Please render each line of the entries below as one string in a JSON list, skipping blank lines and leaving the pictures out.
START Records to process
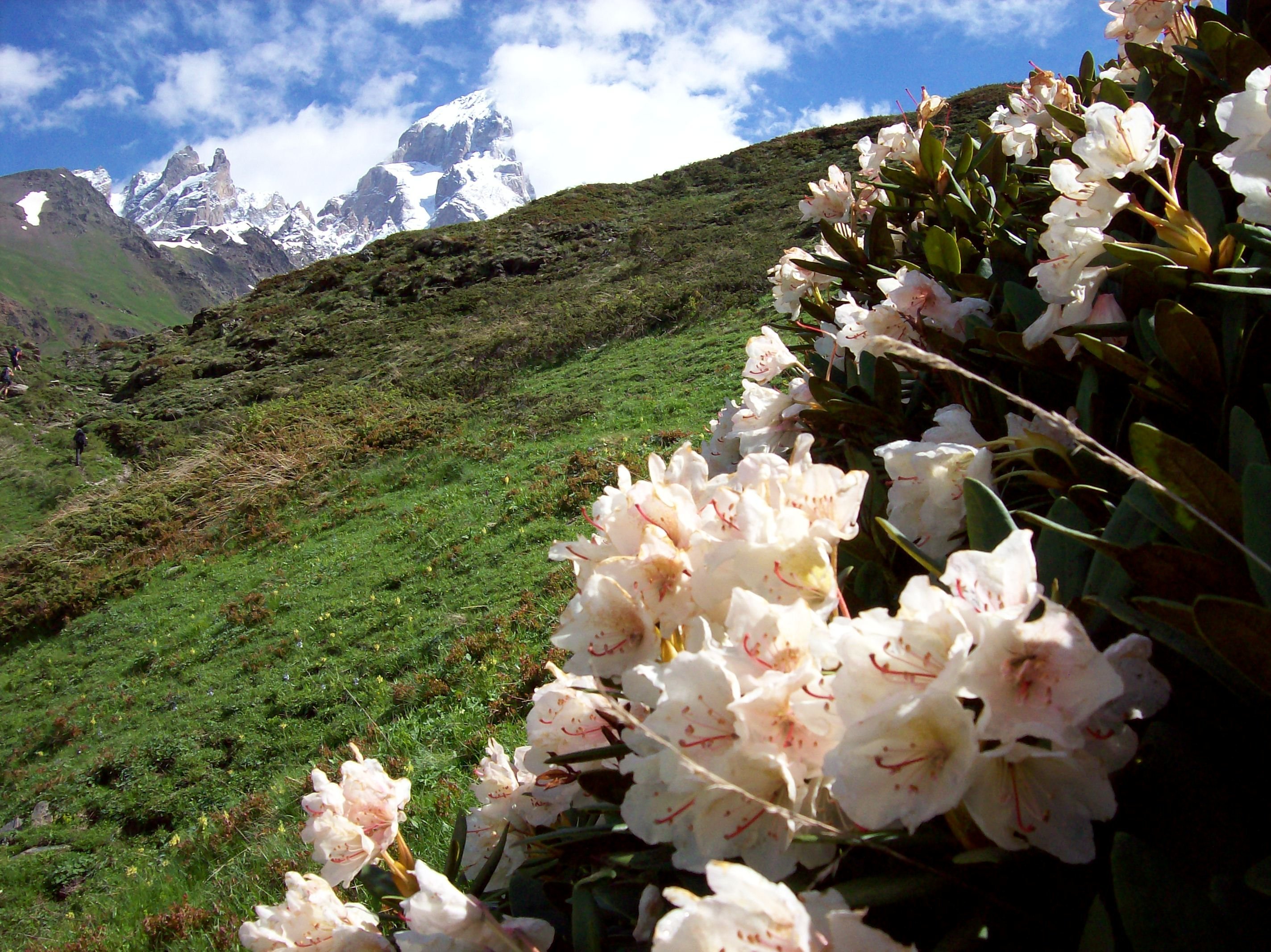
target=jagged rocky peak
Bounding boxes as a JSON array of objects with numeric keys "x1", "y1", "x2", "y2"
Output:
[
  {"x1": 75, "y1": 165, "x2": 112, "y2": 201},
  {"x1": 389, "y1": 89, "x2": 516, "y2": 168}
]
END Records to process
Exercise result -
[
  "target=jagged rocky peak",
  "Bounding boxes as a JSON array of objects with numeric keys \"x1\", \"y1\", \"x2\", \"y2\"",
  "Output:",
  "[",
  "  {\"x1\": 75, \"y1\": 165, \"x2\": 112, \"y2\": 201},",
  "  {\"x1\": 389, \"y1\": 89, \"x2\": 516, \"y2\": 168}",
  "]"
]